Coordinate annotation records

----------------------------------------

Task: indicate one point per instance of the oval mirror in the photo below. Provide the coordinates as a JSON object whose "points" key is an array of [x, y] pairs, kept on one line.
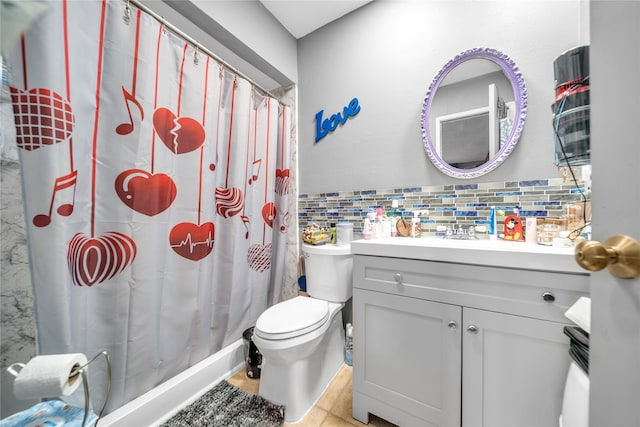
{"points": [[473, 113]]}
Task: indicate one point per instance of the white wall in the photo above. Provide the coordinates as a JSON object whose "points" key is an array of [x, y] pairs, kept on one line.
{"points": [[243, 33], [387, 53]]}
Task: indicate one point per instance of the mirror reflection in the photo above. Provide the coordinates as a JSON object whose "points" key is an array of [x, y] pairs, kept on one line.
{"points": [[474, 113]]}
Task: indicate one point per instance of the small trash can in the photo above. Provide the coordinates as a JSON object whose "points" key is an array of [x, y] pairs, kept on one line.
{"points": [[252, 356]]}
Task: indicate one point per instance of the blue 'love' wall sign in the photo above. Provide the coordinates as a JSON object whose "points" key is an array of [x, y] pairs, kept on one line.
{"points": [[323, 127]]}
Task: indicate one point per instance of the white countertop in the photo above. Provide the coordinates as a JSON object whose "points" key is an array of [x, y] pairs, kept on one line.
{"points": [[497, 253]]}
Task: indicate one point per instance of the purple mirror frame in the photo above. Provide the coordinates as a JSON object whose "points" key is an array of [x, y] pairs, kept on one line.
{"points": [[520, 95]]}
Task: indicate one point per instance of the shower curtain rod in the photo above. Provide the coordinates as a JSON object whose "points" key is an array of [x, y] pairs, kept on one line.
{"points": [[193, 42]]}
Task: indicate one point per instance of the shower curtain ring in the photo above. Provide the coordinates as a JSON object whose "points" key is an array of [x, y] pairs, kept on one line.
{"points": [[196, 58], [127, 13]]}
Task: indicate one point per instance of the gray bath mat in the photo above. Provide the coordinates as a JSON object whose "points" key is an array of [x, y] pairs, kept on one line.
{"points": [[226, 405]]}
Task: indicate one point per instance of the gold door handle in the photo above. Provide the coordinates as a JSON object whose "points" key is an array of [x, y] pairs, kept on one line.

----------------------------------------

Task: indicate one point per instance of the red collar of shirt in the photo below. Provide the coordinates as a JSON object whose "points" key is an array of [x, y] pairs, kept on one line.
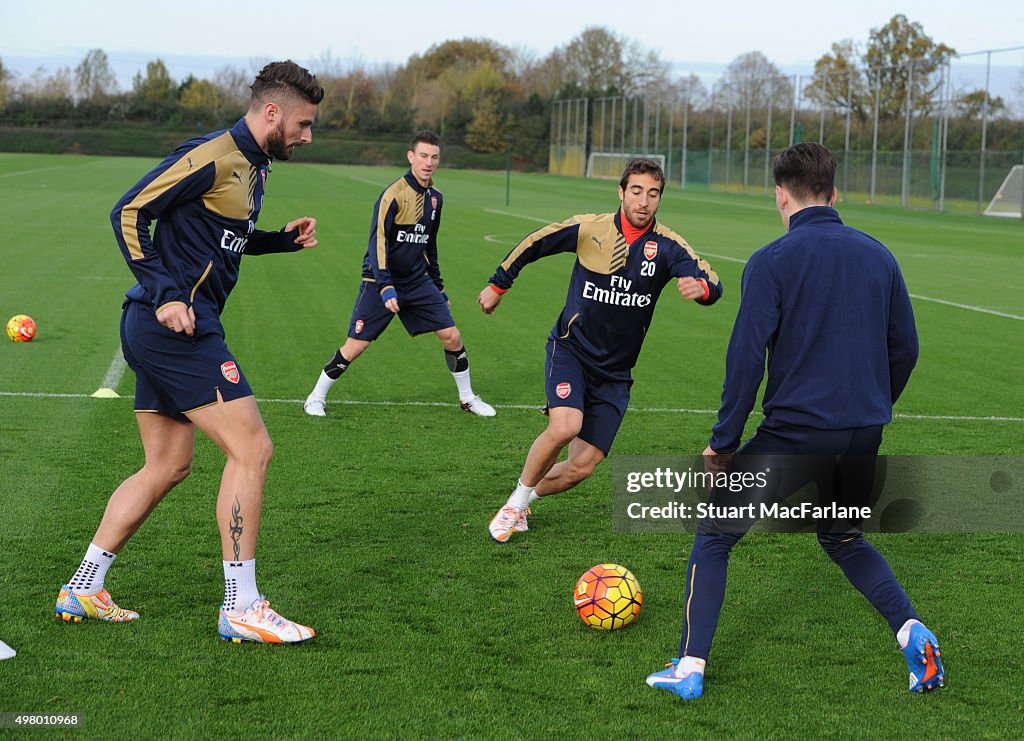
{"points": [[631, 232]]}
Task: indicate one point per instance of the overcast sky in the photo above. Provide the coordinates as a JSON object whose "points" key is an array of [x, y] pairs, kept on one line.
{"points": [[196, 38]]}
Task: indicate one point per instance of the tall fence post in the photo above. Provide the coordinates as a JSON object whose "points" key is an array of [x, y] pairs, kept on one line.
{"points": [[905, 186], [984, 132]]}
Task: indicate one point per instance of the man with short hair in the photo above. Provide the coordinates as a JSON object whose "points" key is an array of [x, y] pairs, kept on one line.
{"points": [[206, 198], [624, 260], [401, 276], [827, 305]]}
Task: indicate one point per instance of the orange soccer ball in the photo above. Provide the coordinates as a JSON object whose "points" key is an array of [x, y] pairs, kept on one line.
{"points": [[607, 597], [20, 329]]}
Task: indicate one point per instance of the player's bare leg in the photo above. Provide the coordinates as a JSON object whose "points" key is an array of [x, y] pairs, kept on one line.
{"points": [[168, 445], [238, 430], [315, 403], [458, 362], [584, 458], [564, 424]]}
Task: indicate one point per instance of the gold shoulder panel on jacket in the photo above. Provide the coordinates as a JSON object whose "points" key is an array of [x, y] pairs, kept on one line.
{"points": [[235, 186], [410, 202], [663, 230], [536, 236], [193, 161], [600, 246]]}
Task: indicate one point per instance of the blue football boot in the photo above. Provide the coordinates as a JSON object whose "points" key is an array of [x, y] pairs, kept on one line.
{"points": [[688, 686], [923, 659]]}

----------------------------------------

DO THIS: Return every line of the records that contains the word "mirror".

TASK RESULT:
Task: indicate one point per instance of the oval mirror in the photo below. Provide the coordinates as a JSON object whose "points" key is an array of [x, y] pairs, kept on one line.
Task: indicate one point per instance of the mirror reflection in the photo above. Provide the coordinates as a JSON object whose "points" key is an array of [x, y] pairs, kept on one line.
Task: indicate one point per instance of the purple mirror frame in the photo above. Provide the coordinates as a JSON object whose "points" key is an array of [x, y] pairs, kept on one line.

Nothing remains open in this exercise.